§ **PROBLEM DETAILS**: Each line below from the one containing "column 85, row 39" through the one containing "column 108, row 129" is to be given again exactly, and no line outside that span.

------ DATA FOR REVIEW

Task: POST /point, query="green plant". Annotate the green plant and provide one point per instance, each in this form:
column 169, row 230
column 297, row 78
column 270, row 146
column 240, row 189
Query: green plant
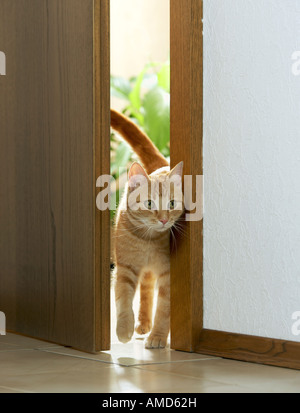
column 147, row 102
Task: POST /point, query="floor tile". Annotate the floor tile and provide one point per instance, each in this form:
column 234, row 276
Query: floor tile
column 253, row 377
column 133, row 354
column 40, row 371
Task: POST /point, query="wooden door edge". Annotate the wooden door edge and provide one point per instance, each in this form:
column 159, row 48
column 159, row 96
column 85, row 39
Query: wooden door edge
column 101, row 167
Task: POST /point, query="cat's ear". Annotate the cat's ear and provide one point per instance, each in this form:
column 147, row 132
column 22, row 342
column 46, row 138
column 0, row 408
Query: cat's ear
column 176, row 174
column 137, row 176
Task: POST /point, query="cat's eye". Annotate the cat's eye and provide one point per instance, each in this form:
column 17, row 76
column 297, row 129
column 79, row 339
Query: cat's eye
column 172, row 204
column 150, row 204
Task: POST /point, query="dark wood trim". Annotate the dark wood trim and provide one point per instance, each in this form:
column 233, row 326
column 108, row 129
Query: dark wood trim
column 102, row 167
column 254, row 349
column 186, row 145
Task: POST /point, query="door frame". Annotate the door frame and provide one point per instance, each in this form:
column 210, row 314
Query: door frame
column 187, row 332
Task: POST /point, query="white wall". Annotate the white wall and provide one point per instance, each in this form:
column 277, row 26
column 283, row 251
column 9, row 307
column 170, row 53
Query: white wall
column 252, row 166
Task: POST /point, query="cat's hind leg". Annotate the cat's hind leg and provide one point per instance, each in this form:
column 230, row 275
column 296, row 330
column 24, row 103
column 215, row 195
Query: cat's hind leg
column 147, row 284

------------

§ **SOLUTION**:
column 85, row 39
Query: wooden door edge
column 101, row 167
Task: POST /point, query="cat's ear". Annotate the cat's ear and provide one point per instance, each in this form:
column 147, row 132
column 22, row 342
column 46, row 138
column 0, row 408
Query: cat's ear
column 176, row 174
column 137, row 176
Task: POST /point, query="cat's eye". Annotate the cat's eye and provide one point per instance, each in this form:
column 17, row 76
column 297, row 129
column 79, row 339
Query: cat's eye
column 172, row 204
column 150, row 204
Task: POST /point, query="dark wood trim". Annotate the dark wood trim and provide one point per instance, each in this form:
column 233, row 326
column 108, row 129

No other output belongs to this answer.